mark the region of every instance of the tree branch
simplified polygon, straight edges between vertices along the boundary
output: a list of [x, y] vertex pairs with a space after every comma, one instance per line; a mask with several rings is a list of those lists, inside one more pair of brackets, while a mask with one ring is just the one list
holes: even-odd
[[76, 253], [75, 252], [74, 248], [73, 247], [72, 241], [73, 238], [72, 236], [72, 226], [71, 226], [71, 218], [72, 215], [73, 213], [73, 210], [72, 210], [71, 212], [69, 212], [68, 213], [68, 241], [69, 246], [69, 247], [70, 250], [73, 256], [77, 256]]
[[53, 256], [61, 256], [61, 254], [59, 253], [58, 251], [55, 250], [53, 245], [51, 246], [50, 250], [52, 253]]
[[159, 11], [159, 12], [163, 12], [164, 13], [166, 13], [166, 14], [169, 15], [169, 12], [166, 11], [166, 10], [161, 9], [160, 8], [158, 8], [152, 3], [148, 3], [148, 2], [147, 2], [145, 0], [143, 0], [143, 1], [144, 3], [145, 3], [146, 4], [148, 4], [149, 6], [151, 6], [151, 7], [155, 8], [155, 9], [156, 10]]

* * *

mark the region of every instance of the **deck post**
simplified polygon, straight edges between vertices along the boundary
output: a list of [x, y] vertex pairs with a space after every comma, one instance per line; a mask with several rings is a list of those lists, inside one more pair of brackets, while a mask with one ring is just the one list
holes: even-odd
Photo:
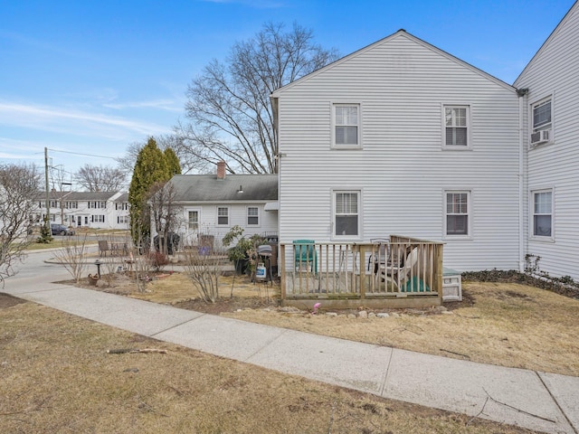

Stated problem. Rewrite the material beginning with the line containing "mark the region of every instance of the tree" and ending with the line containing "250], [52, 253]]", changing "polygon" to "outline" and leaving everything else as it is.

Reply.
mark the region of every instance of the tree branch
simplified outline, straight edges between vertices along the boundary
output: a list of [x, y] vertex pairs with a space after every comma, one instance per line; a mask with several rings is a list of those lists, inside one more pair of brackets, while a mask with one ring is just the one list
holes: even-odd
[[76, 253], [75, 252], [74, 248], [73, 247], [72, 241], [73, 238], [72, 236], [72, 226], [71, 226], [71, 218], [72, 215], [73, 213], [73, 210], [72, 210], [71, 212], [69, 212], [68, 213], [68, 241], [69, 246], [69, 247], [70, 250], [73, 256], [77, 256]]
[[53, 256], [61, 256], [61, 254], [59, 253], [58, 251], [55, 250], [53, 245], [51, 246], [50, 250], [52, 253]]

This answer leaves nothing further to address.